Sometimes a firmware update can be the answer to a tricky problem — but alas, not always.
Written by J.A. Watson, Contributor

I have written a number of times recently about UEFI Boot, and how much trouble I have had getting it set up and getting it to stay the way I want it. 

It is important to remember that system manufacturers sometimes make BIOS firmware updates available, and installing such updates can sometimes be of significant help with existing problems.

An example is my Acer Aspire One 725. I have installed several different Linux distributions on it (openSuSE, Fedora, Ubuntu and Debian), and I had run into two related problems. 

First, when the Linux installation was finished the system still only booted Windows, and second, even when I changed the UEFI Boot parameters in NVRAM (using efibootmgr), the changes would be lost on the next reboot (which was actually the root cause of the first problem).

What is required.
Transcribe the passage of the firmware update article starting at "Written by J.A." and ending at "the first problem).", reproducing its wording without alteration.

Dataset rows.
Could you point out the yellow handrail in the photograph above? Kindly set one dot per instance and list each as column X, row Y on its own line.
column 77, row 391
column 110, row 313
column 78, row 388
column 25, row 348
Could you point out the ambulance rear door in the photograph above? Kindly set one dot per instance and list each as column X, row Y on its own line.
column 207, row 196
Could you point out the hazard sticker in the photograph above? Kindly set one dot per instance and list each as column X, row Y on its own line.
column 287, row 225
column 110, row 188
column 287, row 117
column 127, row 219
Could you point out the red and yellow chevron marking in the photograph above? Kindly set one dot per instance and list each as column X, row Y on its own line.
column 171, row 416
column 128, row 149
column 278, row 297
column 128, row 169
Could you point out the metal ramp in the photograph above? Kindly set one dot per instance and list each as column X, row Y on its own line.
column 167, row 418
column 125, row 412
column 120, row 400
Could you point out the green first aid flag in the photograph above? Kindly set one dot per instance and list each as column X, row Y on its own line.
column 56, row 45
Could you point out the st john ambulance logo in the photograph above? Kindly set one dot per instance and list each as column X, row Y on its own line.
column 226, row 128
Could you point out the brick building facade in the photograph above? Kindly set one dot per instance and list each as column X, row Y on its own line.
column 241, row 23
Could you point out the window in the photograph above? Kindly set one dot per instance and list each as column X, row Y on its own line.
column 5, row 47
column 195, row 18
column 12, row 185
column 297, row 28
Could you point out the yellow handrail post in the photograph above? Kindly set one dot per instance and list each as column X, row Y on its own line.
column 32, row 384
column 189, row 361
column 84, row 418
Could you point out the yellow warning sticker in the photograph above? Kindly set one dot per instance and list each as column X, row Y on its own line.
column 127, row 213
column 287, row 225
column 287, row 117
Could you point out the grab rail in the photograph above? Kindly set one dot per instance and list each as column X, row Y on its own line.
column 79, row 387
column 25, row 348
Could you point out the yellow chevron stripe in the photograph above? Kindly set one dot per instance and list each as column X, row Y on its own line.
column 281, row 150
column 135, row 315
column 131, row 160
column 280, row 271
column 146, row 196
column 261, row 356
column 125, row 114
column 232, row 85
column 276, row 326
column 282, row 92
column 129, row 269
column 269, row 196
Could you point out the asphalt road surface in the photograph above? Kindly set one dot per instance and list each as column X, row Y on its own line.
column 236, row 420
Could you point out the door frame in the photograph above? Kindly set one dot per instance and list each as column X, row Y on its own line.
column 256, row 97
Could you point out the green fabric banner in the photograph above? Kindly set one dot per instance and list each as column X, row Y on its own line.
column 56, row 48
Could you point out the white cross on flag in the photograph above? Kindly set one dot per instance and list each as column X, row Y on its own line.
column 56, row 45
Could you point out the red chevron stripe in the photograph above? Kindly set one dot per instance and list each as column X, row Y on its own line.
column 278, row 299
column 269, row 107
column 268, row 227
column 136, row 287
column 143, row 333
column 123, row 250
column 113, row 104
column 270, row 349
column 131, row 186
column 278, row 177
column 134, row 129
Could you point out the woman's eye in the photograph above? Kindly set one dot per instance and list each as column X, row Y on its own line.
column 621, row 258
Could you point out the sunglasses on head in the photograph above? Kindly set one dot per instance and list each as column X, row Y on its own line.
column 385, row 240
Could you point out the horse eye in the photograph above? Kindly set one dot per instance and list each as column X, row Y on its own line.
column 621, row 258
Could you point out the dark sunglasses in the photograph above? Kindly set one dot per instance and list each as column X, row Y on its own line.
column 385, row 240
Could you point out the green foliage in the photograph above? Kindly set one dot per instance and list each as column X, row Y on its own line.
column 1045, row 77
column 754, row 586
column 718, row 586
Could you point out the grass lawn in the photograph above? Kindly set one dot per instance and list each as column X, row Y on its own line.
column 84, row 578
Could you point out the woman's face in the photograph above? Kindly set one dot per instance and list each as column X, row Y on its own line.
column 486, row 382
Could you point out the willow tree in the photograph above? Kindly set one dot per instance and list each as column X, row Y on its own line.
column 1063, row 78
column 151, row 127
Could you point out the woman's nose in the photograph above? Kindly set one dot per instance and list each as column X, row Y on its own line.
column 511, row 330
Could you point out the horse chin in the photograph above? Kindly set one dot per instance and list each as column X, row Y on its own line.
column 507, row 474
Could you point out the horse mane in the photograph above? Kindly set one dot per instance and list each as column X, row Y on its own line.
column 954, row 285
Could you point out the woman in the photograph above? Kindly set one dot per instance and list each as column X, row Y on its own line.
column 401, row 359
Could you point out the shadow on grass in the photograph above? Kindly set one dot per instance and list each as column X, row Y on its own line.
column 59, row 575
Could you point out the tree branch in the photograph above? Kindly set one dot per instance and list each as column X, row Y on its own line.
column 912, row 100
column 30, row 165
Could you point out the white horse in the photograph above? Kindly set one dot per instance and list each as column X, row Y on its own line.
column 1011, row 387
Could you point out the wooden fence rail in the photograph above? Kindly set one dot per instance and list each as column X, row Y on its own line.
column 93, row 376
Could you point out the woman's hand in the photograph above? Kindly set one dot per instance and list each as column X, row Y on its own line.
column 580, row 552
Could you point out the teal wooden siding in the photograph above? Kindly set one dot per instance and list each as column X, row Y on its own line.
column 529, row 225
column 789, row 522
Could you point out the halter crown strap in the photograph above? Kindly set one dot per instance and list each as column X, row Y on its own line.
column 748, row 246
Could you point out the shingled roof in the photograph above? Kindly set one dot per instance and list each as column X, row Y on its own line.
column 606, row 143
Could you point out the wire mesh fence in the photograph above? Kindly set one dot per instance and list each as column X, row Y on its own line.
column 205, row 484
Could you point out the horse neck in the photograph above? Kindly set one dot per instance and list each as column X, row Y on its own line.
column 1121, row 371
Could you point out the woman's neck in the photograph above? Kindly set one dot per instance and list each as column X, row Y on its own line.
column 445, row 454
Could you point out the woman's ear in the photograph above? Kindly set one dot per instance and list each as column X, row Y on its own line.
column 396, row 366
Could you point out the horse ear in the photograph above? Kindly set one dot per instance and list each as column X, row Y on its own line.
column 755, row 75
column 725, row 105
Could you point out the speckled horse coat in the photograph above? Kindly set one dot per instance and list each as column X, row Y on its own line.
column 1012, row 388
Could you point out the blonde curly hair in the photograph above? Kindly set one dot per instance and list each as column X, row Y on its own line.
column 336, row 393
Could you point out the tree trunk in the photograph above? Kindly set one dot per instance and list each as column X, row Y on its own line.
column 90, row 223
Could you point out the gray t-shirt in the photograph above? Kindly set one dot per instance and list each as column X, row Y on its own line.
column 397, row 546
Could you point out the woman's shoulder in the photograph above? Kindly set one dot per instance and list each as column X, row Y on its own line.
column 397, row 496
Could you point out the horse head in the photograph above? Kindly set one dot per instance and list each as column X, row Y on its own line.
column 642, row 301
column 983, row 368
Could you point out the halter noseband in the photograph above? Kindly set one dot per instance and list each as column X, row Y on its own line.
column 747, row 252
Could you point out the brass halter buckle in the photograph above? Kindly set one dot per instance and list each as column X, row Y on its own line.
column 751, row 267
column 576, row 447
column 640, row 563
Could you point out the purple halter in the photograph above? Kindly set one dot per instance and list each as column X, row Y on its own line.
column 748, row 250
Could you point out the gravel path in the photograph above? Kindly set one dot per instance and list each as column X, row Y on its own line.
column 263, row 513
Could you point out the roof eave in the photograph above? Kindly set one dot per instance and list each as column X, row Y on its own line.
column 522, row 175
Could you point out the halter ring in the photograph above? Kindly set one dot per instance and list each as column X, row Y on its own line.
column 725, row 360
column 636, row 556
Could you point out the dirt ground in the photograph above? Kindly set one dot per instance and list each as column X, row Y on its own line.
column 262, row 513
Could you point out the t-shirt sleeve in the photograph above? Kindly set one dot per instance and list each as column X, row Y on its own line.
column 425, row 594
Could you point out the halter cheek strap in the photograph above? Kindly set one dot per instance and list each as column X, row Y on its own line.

Reply to the task.
Written by J.A. Watson, Contributor

I have written a number of times recently about UEFI Boot, and how much trouble I have had getting it set up and getting it to stay the way I want it. 

It is important to remember that system manufacturers sometimes make BIOS firmware updates available, and installing such updates can sometimes be of significant help with existing problems.

An example is my Acer Aspire One 725. I have installed several different Linux distributions on it (openSuSE, Fedora, Ubuntu and Debian), and I had run into two related problems. 

First, when the Linux installation was finished the system still only booted Windows, and second, even when I changed the UEFI Boot parameters in NVRAM (using efibootmgr), the changes would be lost on the next reboot (which was actually the root cause of the first problem).